Beginning with the line containing "[spot] the white background" and ending with the last line of the records, set down every line exactly.

— begin Information given —

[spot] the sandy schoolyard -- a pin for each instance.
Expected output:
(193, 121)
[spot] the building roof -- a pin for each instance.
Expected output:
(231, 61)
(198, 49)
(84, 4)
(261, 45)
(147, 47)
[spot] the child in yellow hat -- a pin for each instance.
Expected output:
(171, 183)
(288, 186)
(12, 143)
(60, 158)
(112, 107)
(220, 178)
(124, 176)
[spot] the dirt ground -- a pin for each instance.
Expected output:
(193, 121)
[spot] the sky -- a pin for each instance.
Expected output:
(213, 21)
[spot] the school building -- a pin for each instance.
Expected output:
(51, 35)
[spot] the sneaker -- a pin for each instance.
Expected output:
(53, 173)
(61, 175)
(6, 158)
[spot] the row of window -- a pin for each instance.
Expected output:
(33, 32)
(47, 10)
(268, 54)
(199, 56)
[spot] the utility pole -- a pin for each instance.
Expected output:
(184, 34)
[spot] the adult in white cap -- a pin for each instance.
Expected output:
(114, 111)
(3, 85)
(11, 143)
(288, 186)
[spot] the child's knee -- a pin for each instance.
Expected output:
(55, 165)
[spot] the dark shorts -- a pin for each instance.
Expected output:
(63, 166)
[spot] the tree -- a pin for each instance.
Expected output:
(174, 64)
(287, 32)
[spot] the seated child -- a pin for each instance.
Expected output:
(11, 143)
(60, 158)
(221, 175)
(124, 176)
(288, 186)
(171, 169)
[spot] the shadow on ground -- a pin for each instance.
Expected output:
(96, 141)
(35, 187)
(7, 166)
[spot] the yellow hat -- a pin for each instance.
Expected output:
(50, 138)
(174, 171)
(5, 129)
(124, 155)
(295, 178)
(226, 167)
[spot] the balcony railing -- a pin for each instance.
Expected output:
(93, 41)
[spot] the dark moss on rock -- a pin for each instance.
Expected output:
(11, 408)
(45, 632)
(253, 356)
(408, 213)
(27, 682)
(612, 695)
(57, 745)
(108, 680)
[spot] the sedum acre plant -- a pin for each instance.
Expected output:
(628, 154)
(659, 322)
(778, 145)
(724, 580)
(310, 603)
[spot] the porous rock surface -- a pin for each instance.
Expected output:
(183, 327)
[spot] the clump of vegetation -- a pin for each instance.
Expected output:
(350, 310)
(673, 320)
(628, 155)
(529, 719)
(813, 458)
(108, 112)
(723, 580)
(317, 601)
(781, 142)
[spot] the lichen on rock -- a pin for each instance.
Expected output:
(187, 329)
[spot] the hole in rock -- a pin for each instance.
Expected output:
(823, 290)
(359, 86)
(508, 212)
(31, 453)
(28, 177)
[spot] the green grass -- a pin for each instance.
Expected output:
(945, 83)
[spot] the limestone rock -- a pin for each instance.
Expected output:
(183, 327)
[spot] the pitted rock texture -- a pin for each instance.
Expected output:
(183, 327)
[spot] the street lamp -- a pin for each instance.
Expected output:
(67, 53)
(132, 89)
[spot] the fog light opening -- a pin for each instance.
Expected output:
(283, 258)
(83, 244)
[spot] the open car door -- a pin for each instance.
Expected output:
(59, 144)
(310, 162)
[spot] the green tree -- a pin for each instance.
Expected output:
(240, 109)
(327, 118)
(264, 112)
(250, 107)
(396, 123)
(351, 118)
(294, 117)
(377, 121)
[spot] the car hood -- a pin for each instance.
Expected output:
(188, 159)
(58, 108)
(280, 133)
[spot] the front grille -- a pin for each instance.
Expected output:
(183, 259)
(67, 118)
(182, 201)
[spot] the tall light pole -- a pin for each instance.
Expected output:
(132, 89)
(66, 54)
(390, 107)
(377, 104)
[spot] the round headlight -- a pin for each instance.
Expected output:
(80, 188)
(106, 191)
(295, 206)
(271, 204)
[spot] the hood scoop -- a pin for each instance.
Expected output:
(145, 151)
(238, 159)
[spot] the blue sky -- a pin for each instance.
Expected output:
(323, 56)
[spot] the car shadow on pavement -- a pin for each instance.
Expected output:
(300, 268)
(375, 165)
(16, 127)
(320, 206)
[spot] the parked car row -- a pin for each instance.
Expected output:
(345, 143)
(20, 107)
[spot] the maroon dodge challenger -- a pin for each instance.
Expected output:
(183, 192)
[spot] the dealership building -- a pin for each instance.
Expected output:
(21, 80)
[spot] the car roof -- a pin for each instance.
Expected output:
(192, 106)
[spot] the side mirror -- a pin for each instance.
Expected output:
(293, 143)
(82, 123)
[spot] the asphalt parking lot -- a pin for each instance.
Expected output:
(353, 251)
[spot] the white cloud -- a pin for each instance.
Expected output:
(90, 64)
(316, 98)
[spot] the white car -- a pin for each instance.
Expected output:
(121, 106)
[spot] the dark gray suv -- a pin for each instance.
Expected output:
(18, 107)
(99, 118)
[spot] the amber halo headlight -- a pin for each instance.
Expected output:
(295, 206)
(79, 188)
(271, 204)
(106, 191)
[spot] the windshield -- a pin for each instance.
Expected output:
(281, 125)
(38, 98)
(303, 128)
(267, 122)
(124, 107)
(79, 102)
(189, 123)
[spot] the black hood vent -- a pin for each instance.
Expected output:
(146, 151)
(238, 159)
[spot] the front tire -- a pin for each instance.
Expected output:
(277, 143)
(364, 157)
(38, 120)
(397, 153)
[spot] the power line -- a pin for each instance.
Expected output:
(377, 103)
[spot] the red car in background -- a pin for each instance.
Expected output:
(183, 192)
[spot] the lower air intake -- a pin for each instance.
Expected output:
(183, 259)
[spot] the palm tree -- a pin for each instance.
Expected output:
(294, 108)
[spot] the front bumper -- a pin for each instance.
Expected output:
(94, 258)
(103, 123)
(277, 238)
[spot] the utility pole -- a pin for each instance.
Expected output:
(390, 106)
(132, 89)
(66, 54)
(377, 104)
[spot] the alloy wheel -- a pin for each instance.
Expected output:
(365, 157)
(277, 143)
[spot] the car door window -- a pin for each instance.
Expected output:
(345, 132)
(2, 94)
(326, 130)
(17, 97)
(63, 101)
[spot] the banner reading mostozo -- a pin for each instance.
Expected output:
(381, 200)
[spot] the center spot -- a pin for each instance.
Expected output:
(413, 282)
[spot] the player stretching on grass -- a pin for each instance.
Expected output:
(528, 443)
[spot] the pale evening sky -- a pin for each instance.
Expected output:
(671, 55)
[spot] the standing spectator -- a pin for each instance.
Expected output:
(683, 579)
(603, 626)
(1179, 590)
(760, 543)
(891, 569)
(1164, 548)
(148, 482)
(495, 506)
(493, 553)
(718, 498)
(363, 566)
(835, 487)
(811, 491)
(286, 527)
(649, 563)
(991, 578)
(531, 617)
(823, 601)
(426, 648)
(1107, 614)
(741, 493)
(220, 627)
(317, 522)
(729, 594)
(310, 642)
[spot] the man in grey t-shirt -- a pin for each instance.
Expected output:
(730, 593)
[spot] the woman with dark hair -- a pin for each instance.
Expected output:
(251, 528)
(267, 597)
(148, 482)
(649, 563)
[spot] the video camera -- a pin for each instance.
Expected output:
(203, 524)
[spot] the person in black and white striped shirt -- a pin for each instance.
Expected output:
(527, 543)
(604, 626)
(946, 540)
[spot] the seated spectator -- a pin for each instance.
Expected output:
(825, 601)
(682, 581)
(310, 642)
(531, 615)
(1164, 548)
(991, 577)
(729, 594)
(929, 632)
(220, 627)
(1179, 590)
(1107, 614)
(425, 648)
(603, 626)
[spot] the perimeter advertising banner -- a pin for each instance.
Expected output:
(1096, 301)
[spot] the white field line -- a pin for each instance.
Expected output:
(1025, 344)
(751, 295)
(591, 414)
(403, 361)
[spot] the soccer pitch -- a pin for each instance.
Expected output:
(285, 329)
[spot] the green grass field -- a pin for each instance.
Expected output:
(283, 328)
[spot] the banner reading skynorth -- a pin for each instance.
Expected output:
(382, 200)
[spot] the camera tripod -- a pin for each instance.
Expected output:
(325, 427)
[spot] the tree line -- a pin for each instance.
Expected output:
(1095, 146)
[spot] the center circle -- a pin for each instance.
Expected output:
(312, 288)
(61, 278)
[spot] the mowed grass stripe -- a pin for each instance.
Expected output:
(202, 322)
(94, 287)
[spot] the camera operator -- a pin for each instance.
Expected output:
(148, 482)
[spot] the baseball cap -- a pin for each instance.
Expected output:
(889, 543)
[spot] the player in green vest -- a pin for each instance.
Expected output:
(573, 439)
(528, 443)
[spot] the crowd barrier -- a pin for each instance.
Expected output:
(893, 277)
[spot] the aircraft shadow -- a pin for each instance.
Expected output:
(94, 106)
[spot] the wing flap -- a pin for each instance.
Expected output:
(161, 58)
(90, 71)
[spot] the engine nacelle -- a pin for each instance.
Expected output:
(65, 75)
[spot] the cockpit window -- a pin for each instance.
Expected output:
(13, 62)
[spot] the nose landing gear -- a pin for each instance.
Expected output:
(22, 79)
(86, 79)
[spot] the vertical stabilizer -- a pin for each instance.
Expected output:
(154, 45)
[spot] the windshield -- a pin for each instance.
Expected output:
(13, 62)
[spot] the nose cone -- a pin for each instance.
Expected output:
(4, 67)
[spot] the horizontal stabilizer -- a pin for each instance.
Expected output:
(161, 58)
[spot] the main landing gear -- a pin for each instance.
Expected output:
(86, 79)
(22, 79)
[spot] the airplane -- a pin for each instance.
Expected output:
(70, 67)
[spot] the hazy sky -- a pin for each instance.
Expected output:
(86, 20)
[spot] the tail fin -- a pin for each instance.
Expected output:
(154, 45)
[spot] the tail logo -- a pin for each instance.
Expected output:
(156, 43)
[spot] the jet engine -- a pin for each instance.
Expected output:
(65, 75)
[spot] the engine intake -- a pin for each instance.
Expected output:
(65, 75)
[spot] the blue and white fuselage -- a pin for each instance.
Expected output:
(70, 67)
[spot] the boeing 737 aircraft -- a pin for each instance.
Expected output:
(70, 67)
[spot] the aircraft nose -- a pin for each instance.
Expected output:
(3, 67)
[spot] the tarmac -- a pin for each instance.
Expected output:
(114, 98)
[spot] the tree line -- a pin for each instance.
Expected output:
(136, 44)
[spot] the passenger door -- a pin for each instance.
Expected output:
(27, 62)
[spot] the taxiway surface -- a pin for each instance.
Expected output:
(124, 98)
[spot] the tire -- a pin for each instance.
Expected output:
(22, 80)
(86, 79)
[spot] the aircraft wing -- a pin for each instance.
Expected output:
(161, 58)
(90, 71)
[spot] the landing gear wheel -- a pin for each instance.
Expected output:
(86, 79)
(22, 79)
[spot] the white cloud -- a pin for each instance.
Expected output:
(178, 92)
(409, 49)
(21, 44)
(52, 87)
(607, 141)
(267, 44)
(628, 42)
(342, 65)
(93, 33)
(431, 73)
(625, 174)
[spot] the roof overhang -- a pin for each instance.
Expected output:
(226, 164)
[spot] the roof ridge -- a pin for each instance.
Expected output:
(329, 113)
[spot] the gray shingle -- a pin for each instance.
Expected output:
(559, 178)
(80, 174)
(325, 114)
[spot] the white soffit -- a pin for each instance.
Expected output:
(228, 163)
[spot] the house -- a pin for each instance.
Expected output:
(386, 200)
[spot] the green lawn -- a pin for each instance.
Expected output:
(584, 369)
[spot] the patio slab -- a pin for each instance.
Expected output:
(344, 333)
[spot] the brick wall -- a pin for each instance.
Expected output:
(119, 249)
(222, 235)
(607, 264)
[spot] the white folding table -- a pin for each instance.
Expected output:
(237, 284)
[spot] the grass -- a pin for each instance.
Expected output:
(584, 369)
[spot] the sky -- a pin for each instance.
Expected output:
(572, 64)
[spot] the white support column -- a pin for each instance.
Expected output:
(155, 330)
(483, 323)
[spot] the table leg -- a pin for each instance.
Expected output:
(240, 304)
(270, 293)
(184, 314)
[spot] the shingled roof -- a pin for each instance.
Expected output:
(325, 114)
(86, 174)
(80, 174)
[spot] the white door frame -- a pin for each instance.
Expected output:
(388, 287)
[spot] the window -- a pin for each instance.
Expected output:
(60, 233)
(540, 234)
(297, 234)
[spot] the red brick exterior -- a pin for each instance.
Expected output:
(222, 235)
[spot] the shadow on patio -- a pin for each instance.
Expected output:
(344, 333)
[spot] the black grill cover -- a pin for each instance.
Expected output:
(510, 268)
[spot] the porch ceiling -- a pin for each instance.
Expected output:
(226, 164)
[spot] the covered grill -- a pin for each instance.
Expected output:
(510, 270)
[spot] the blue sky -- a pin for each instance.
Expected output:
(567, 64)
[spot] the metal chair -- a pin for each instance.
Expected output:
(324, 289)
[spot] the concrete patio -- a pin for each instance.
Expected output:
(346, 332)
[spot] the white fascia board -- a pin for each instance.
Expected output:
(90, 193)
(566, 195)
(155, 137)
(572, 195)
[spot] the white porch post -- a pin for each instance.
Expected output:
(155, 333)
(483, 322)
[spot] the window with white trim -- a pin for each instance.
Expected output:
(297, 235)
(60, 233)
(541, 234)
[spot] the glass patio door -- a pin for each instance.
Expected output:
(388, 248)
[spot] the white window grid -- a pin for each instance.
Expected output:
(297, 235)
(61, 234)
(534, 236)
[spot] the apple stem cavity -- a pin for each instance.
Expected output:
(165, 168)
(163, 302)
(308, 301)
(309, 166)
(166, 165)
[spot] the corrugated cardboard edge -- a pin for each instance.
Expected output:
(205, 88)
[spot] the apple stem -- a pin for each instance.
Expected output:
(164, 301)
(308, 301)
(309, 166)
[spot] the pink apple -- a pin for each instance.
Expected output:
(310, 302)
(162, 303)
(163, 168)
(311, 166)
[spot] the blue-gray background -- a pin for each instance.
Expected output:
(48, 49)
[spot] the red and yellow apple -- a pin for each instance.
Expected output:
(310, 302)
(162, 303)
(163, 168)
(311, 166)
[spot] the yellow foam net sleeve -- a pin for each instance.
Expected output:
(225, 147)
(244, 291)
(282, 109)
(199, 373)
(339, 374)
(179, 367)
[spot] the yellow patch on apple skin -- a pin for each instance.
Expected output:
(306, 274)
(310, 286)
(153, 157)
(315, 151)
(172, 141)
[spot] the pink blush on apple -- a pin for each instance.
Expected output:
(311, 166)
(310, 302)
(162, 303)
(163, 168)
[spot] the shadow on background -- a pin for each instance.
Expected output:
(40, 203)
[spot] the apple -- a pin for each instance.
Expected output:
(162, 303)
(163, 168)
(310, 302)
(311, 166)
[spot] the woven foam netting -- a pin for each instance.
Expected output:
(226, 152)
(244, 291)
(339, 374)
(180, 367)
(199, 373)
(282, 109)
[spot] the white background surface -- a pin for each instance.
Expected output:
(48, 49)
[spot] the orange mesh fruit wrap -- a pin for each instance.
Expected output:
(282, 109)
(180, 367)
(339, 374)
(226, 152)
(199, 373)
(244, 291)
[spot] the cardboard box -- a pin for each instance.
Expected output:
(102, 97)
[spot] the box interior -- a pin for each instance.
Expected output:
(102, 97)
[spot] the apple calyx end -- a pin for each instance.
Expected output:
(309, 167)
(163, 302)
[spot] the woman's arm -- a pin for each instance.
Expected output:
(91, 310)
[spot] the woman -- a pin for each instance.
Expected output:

— end Information given —

*Task result*.
[spot] the white background surface -- a pin for each instance.
Expected output:
(48, 49)
[spot] the orange mesh fruit wrap -- a pin for each instance.
Expected output:
(282, 109)
(180, 367)
(339, 374)
(226, 152)
(199, 373)
(244, 291)
[spot] the cardboard box -- a pin for each instance.
Expected output:
(102, 97)
[spot] the box interior -- a pin for each instance.
Expected output:
(102, 97)
[spot] the apple calyx end -- a pin for each instance.
Expected output:
(309, 167)
(163, 302)
[spot] the woman's arm -- a pin for each instance.
Expected output:
(91, 310)
[spot] the woman -- a pin for each instance.
Expected output:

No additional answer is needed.